AUFGABE A:
Prüfen Sie, ob die folgenden Aussagen mit dem Seitenauszug übereinstimmen: (i) Die Zeitschrift erscheint monatlich. (ii) Der Verlag hat seinen Sitz in Zürich. (iii) Die Ausgabe trägt das Datum 18. Juni 1904. Antworten Sie jeweils mit Ja oder Nein und zitieren Sie die entscheidenden Worte des Seitenauszugs wörtlich.
AUFGABE B:
Geben Sie einen Abschnitt des Seitenauszugs buchstabengetreu wieder. Setzen Sie bei den Worten „1904. 18. Juni.“ ein und enden Sie nach den Worten „Braten der Speisen.*)“.

=== SEITENAUSZUG ===

Kochschule und Ratgeber für Familie & Haus
XIII. Band. Nr. 51
Erscheint wöchentlich. Abonnement jährlich Fr. 2.50; als Beilage zum "Schweiz. Familien-Wochenblatt" gratis. Inserate.die kleine Zeile 25 Cts.
Verlag Th. Schröter, Obere Zäune 12 Zürich.
1904. 18. Juni. Inhalt: Das Kochen und Braten der Speisen. - Die Reklame in der Haushaltung. - Gesundheitspflege. - Vermischtes. - Hausmittel und Rezepte. - Ungeziefer. - Handarbeit. - Einmachkunst. - Kochrezepte. - Briefwechsel der Abonnenten unter sich. - Kleine Rundschau. - Inserate.
Das Kochen und Braten der Speisen.*)

=== EINTRÄGE ZUR PRÜFUNG ===

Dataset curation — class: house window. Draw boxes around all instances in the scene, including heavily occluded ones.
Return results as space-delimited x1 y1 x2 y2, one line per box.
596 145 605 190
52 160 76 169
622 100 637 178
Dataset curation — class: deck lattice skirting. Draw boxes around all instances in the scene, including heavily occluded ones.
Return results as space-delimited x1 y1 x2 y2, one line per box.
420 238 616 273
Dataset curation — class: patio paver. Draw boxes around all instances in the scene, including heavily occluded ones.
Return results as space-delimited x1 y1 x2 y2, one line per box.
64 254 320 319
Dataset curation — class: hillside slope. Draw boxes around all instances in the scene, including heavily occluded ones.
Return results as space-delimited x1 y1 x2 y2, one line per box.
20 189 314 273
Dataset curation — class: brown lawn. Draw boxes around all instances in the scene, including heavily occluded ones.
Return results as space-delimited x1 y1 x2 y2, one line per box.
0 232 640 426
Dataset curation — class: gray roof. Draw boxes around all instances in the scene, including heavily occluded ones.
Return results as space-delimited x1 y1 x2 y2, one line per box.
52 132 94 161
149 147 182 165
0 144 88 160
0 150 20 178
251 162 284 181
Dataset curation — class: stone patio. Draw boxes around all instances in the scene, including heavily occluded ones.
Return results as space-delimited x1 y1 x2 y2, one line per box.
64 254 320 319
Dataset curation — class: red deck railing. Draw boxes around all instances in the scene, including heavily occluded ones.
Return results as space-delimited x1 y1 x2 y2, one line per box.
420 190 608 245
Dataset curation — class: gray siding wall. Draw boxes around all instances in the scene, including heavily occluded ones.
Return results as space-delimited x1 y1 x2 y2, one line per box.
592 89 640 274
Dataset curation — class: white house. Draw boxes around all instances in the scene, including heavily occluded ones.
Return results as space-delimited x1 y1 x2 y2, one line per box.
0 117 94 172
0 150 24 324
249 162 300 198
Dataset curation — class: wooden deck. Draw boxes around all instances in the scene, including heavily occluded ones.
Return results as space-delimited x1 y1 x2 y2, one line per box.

===
=== EINTRÄGE ZUR PRÜFUNG ===

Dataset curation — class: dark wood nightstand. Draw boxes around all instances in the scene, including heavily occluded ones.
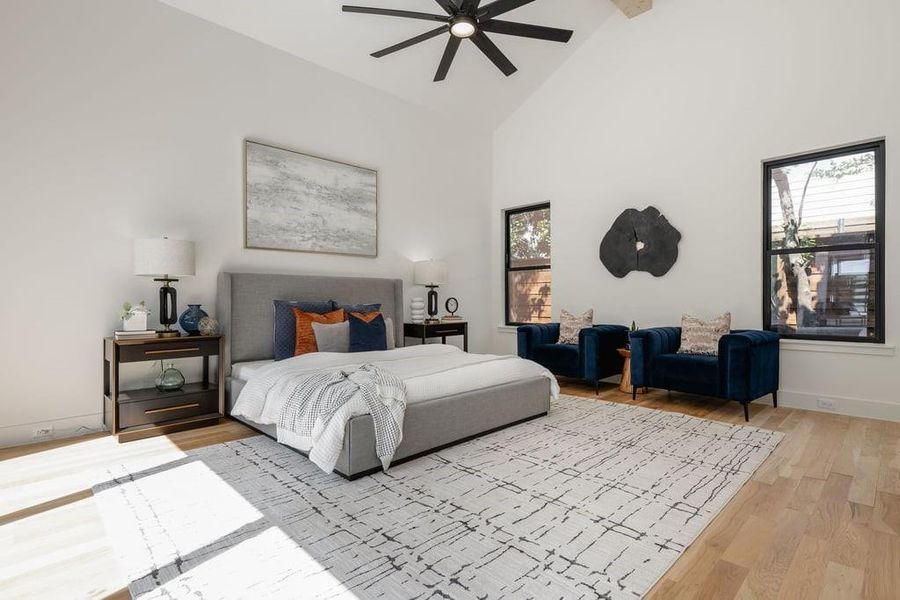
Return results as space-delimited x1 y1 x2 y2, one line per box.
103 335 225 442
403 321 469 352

===

LÖSUNG A:
(i) Nein: „Erscheint wöchentlich.“
(ii) Ja: „Verlag Th. Schröter, Obere Zäune 12 Zürich.“
(iii) Ja: „1904. 18. Juni.“

LÖSUNG B:
1904. 18. Juni. Inhalt: Das Kochen und Braten der Speisen. - Die Reklame in der Haushaltung. - Gesundheitspflege. - Vermischtes. - Hausmittel und Rezepte. - Ungeziefer. - Handarbeit. - Einmachkunst. - Kochrezepte. - Briefwechsel der Abonnenten unter sich. - Kleine Rundschau. - Inserate.
Das Kochen und Braten der Speisen.*)